- _Page text_
Creating a chain of marker pose estimations, or calculating the position of the second marker with respect to the first, and the third marker to the second, etc., is the key to successful mapping (Fig. 3). In general, the nth marker position can be computed as:

$$\begin{aligned} T_{\mathrm {MnWo}} =T_{\mathrm{M1 M0}} T_{\mathrm{M2 M1}} T_{\mathrm{M3 M2}} \ldots T_{\mathrm{MnMn-1}} \end{aligned}$$

(4)

The only prerequisite of serialized mapping is the simultaneous occurrence of the \(n-1\)th marker within a camera image at the moment when the nth marker is detected for the first time. By calculating the pose of the newly detected marker in respect to the previous one, it is possible to keep track of the whole trajectory and to locate the absolute camera position in respect to the world origin during the whole flight. In a real-world scenario, this limits the mutual distances of following landmarks when creating a trajectory, since at least two landmarks must be visible at the same time. If two or more markers are visible, camera pose is estimated with respect to all of them, but in order to maximize the accuracy of the system, the value used as the actual camera pose is calculated from the closest marker.

Fig. 3

Localization and mapping approach—serialization as a main principle

4 Fuzzy control

Robust and reliable localization is not the only requirement for autonomous flying—a precise and accurate control mechanism is also vital. PID controllers are commonly used for MAV, but recent years have seen an increased interest in the field of fuzzy control [18]. Fuzzy logic is a proven control method for nonlinear systems in situations in which exact parameter identification is difficult or even impossible. Its inference mechanism also allows simpler transition of human experience into the control algorithm and this is of considerable benefit in the development of autonomous MAV flight. Several interesting studies have been proposed in recent years describing dynamical models, simulations, identification and the development of fuzzy controllers for quadrotors [19,20,21,22, 24].

- _Direction 1_
The last sentence of the mapping and control excerpt names what the recent studies on quadrotors describe. List each of those subjects.
- _Direction 2_
Quote the mapping and control excerpt between "Robust and reliable" and "quadrotors [19,20,21,22, 24].", inclusive.
- _Direction 3_
Answer these questions using the mapping and control excerpt:
(a) What kind of controllers does it say are commonly used for MAV?
(b) When two or more markers are visible, which marker is used to calculate the value taken as the actual camera pose?
(c) For what type of systems is fuzzy logic called a proven control method?
The entries after this point are separate from the excerpt above.

- _Items from a data source_
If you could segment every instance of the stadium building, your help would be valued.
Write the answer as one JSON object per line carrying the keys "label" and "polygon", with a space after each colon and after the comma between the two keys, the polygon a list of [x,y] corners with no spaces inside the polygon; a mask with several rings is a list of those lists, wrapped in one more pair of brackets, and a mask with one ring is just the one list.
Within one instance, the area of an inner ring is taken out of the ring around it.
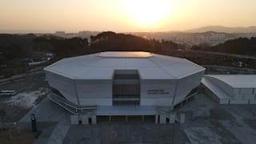
{"label": "stadium building", "polygon": [[64,58],[44,70],[50,99],[73,114],[71,123],[116,115],[165,123],[173,121],[174,106],[197,92],[205,69],[148,52],[102,52]]}

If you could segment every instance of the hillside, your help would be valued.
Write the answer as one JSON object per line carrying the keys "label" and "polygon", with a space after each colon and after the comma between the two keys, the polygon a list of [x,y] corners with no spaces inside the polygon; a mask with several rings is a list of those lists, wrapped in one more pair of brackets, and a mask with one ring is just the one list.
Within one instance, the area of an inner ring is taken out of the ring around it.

- _Task answer 1_
- dynamical models
- simulations
- identification
- the development of fuzzy controllers for quadrotors

- _Task answer 2_
Robust and reliable localization is not the only requirement for autonomous flying—a precise and accurate control mechanism is also vital. PID controllers are commonly used for MAV, but recent years have seen an increased interest in the field of fuzzy control [18]. Fuzzy logic is a proven control method for nonlinear systems in situations in which exact parameter identification is difficult or even impossible. Its inference mechanism also allows simpler transition of human experience into the control algorithm and this is of considerable benefit in the development of autonomous MAV flight. Several interesting studies have been proposed in recent years describing dynamical models, simulations, identification and the development of fuzzy controllers for quadrotors [19,20,21,22, 24].

- _Task answer 3_
(a) PID controllers.
(b) The closest marker.
(c) Nonlinear systems.